Set exercise 1: Condense the paragraph of the zero-point energy excerpt that begins "But if you add up all the particles" into a short bulleted list that keeps its main facts.
Set exercise 2:
Using the zero-point energy excerpt, decide whether each statement agrees with it. Answer yes or no, and quote the words that decide it.
(a) The Zero Point Field's total energy is greater than all energy in matter by a factor of 10^40.
(b) The background energy in empty space is described as conspicuous.
(c) Feynman is cited as saying that the energy in one cubic meter of space could boil all the oceans.
Set exercise 3:
Answer these questions from the zero-point energy excerpt.
(a) What energy density is the energy source said to equal or exceed?
(b) How does the excerpt write out the factor 10^40?
(c) Which physicist does the excerpt cite?
** Start Document excerpt **
But if you add up all the particles of all varieties in the universe constantly popping in and out of being, you come up with a vast, inexhaustible energy source — equal to or greater than the energy density in an atomic nucleus — all sitting there unobtrusively in the background of the empty space around us, like one all-pervasive, supercharged backdrop. It has been calculated that the total energy of the Zero Point Field exceeds all energy in matter by a factor of 10^40, or 1 followed by 40 zeros. As the great physicist Richard Feynman once described, in attempting to give some idea of this magnitude, the energy in a single cubic meter of space is enough to boil all the oceans of the world.
...
** End Document excerpt **
** Start Entries supplied **
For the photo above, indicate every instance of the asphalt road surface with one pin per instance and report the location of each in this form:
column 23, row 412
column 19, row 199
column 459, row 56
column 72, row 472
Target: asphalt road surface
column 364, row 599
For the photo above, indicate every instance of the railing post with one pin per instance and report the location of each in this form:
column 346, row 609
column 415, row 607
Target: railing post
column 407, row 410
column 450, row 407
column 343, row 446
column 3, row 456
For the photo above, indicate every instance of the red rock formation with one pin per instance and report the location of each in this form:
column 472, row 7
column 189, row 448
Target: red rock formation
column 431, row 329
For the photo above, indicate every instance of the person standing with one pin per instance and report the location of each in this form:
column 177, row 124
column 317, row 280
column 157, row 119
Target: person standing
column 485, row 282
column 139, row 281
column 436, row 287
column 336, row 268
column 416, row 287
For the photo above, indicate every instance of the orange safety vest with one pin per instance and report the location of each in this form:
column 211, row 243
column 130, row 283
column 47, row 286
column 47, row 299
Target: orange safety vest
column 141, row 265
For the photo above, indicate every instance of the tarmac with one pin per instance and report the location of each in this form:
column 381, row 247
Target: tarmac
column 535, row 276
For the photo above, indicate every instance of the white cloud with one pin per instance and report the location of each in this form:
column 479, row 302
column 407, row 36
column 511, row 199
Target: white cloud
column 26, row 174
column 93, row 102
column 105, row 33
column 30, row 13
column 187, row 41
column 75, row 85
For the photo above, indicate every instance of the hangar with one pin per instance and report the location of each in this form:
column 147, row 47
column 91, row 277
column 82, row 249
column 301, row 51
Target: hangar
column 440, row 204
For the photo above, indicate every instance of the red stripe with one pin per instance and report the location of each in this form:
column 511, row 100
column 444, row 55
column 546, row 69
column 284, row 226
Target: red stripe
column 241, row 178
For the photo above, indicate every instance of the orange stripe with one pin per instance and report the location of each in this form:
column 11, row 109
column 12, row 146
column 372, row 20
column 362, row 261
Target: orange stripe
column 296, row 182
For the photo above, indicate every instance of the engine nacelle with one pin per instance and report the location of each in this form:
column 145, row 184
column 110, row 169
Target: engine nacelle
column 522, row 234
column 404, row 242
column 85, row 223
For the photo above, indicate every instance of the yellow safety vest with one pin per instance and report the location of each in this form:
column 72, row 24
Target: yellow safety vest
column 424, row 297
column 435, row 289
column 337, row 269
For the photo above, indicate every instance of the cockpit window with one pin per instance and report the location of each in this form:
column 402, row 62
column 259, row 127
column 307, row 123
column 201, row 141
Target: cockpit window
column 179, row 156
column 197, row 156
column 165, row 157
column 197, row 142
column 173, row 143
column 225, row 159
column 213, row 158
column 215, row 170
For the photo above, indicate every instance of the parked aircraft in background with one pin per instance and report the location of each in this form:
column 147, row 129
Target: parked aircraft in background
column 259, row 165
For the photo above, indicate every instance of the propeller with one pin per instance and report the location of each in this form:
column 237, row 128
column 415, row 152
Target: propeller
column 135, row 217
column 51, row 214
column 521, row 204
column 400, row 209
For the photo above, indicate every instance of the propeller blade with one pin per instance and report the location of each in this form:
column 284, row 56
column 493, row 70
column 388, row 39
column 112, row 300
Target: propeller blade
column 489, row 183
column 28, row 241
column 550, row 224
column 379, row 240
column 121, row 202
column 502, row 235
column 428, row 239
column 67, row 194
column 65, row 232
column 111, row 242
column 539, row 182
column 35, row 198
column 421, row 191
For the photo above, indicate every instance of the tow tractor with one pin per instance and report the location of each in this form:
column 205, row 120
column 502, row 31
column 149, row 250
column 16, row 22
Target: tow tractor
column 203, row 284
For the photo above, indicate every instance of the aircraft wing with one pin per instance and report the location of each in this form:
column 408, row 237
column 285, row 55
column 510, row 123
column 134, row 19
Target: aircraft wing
** End Entries supplied **
Answer 1:
- Particles of all kinds constantly pop in and out of being throughout the universe, and together they form a vast, inexhaustible energy source.
- That energy is equal to or greater than the energy density in an atomic nucleus, and it sits unobtrusively in the empty space around us.
- The total energy of the Zero Point Field is calculated to exceed all energy in matter by a factor of 10^40.
- Richard Feynman described the energy in one cubic meter of space as enough to boil all the world's oceans.

Answer 2:
(a) Yes: "the total energy of the Zero Point Field exceeds all energy in matter by a factor of 10^40"
(b) No: "all sitting there unobtrusively in the background of the empty space around us"
(c) Yes: "the energy in a single cubic meter of space is enough to boil all the oceans of the world"

Answer 3:
(a) The energy density in an atomic nucleus.
(b) As 1 followed by 40 zeros.
(c) Richard Feynman.